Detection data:
----

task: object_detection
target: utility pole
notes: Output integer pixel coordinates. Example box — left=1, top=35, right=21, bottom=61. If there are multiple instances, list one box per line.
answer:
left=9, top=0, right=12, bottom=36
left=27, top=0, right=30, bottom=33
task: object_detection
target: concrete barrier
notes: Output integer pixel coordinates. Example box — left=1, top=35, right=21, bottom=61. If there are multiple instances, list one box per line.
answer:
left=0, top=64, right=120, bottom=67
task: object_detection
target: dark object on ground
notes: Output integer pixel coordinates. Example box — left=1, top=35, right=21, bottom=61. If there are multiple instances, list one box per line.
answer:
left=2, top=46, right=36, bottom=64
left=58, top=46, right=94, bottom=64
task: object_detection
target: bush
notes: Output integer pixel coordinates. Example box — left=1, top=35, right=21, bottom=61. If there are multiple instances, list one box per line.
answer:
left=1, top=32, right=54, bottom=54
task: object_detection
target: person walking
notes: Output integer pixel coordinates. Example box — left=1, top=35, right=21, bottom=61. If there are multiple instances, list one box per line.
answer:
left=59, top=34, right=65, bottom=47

----

Render the data as a Markdown table with the columns Row and Line, one line per row, starting with the first line of the data and going on through the line with "left=0, top=64, right=120, bottom=67". Leave out any blank lines.

*Answer to this exercise:*
| Row | Line |
|---|---|
| 1 | task: object_detection |
| 2 | target: utility pole |
| 3 | notes: Output integer pixel coordinates. Example box — left=1, top=35, right=21, bottom=61. If there are multiple instances, list one box per line. |
| 4 | answer: |
| 5 | left=9, top=0, right=12, bottom=36 |
| 6 | left=27, top=0, right=30, bottom=33 |
| 7 | task: object_detection |
| 8 | target: concrete barrier |
| 9 | notes: Output integer pixel coordinates. Example box — left=1, top=35, right=21, bottom=61. If there are multiple instances, list one box per line. |
| 10 | answer: |
| 11 | left=0, top=64, right=120, bottom=67 |